--- Begin DATASET RECORDS ---

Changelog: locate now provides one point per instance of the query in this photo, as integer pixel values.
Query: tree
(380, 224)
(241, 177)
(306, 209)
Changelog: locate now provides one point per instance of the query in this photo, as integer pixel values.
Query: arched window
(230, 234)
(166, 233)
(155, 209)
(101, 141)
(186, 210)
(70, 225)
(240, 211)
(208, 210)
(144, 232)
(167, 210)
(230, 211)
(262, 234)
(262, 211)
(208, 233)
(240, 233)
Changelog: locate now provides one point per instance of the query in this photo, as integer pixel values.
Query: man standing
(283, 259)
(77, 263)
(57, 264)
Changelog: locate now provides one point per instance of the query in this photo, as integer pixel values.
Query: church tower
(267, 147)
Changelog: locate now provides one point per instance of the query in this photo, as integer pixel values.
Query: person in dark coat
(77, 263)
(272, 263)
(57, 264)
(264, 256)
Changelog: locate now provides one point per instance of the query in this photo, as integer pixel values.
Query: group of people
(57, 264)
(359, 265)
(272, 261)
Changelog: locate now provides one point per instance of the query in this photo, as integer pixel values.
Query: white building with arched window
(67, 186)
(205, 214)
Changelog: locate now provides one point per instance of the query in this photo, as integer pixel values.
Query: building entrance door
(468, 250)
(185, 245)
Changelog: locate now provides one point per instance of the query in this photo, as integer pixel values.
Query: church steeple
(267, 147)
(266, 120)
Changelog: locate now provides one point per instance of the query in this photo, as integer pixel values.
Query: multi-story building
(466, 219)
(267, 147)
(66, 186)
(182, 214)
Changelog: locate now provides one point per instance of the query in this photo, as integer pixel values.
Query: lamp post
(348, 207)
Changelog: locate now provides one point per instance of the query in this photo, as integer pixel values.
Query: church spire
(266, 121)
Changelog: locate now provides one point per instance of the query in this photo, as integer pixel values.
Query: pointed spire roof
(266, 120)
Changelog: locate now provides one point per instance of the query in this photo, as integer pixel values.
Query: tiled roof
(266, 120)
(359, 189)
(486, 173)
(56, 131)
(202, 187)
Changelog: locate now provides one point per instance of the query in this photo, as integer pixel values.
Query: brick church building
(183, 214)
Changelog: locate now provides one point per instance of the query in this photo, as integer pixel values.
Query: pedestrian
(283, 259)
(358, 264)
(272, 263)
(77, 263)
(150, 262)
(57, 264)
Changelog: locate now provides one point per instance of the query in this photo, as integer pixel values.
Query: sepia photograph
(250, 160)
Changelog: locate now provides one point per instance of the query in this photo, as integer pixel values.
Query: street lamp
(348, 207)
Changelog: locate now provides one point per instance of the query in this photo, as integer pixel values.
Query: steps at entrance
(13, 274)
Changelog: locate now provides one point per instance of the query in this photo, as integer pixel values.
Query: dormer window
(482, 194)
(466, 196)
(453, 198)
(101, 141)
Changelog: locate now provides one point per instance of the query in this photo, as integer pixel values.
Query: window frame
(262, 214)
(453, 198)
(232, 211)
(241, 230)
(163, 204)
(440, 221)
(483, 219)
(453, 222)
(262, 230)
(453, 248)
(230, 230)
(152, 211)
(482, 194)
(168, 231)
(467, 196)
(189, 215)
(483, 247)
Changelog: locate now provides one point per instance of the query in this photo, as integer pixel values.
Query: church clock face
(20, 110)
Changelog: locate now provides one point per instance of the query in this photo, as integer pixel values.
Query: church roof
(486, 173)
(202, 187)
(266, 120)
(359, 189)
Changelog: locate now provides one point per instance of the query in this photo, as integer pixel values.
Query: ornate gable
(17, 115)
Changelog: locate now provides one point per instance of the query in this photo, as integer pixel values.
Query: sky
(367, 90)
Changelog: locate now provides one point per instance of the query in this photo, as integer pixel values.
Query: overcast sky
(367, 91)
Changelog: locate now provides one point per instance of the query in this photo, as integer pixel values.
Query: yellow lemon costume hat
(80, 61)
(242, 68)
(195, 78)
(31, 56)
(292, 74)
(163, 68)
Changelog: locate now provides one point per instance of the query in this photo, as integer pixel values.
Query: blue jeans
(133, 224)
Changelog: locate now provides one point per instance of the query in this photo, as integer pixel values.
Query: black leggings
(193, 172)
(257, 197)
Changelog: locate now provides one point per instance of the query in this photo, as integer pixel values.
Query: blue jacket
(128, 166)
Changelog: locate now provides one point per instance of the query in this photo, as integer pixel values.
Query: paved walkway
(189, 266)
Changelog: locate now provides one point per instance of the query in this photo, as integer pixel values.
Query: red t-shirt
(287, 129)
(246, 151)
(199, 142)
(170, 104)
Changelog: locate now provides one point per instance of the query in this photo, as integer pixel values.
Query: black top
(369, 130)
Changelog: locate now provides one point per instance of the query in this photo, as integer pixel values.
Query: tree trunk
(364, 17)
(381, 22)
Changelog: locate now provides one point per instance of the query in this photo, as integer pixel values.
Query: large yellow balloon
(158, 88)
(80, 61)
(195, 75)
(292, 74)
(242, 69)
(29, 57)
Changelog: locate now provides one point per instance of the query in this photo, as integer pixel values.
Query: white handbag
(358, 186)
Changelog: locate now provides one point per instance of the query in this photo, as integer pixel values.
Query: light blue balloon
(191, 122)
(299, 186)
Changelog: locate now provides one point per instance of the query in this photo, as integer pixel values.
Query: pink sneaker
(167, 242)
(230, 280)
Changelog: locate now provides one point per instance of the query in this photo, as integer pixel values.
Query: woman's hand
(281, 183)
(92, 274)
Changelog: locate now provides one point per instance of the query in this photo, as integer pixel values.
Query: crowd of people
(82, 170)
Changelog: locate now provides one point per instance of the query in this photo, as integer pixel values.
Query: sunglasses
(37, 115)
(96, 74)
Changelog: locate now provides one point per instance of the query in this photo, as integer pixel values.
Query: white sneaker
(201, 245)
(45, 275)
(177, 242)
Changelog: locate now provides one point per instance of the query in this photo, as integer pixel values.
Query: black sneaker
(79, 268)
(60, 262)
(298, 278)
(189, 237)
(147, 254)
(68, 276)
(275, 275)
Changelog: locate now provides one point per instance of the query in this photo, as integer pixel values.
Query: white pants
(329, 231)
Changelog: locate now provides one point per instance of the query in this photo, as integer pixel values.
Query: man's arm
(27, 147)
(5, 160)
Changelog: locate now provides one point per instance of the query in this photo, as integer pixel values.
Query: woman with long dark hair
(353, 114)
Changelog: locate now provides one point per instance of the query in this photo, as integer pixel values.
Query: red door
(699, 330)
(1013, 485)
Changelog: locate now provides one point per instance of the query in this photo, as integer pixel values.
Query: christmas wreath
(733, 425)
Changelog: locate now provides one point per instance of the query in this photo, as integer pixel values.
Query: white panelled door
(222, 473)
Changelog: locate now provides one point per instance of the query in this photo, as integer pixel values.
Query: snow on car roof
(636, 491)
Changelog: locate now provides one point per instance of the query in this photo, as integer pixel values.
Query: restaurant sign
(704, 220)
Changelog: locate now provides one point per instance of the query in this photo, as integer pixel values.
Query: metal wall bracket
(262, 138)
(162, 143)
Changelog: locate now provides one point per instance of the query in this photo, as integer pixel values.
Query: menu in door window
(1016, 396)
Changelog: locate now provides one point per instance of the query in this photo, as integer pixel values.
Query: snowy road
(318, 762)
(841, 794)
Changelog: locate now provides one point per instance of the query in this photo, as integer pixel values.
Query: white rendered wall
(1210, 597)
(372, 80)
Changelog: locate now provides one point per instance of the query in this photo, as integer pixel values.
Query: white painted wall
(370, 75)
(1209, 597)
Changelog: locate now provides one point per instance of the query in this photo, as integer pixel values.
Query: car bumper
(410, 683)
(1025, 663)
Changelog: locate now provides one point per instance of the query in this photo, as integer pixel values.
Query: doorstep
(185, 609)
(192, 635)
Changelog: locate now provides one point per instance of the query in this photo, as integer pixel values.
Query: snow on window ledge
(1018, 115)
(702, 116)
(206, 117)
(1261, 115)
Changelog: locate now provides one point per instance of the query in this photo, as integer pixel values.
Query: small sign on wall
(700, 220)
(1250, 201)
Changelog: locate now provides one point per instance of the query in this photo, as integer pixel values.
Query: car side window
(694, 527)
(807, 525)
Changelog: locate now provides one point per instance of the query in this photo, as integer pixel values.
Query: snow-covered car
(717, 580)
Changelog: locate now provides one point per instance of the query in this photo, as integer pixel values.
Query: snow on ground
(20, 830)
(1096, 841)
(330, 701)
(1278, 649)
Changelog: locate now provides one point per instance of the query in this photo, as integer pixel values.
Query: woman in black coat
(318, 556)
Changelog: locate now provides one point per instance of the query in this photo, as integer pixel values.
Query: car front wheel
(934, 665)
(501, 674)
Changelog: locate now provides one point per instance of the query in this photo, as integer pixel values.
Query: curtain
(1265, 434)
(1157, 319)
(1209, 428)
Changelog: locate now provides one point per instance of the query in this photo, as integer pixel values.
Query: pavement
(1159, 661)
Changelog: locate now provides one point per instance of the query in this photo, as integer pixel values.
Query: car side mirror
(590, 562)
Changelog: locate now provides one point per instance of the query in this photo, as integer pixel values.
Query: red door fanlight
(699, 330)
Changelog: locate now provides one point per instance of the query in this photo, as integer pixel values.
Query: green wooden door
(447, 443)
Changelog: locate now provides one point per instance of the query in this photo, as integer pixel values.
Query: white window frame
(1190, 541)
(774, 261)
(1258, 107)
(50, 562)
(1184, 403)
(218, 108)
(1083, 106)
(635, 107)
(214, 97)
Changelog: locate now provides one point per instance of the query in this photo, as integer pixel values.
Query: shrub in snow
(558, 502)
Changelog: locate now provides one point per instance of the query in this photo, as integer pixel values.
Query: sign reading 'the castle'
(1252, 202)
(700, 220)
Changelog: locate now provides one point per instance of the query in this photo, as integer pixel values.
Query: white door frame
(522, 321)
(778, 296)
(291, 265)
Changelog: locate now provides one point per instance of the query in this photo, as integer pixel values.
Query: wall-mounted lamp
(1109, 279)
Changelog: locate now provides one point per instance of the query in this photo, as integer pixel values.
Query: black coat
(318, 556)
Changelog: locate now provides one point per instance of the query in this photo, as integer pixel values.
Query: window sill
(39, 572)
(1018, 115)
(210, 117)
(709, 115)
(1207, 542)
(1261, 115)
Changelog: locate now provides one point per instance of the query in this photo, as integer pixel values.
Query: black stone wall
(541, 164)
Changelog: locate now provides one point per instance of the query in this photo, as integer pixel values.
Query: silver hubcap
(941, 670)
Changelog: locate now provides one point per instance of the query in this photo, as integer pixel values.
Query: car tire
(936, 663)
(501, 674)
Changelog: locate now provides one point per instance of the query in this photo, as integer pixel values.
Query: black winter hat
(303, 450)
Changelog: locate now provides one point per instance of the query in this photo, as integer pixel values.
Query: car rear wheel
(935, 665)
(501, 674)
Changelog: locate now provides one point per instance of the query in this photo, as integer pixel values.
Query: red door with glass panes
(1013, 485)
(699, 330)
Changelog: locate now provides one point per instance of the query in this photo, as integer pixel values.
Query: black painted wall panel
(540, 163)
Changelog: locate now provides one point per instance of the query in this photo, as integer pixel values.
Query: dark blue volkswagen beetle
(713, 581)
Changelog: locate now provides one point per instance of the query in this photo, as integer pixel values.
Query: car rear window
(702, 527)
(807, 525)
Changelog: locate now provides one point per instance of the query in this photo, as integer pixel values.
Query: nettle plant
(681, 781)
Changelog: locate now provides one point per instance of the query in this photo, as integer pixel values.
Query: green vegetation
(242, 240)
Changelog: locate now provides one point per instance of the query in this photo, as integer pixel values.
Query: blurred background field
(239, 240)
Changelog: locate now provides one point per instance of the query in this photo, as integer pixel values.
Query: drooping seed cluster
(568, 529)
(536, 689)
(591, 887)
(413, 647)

--- End DATASET RECORDS ---

- [WORK REQUIRED]
Collect every line of the listing above that contains the string "woman". Case counts, so match capital and lowercase letters exactly.

- [FINAL RESULT]
Query: woman's hand
Query: woman with long dark hair
Query: woman in black coat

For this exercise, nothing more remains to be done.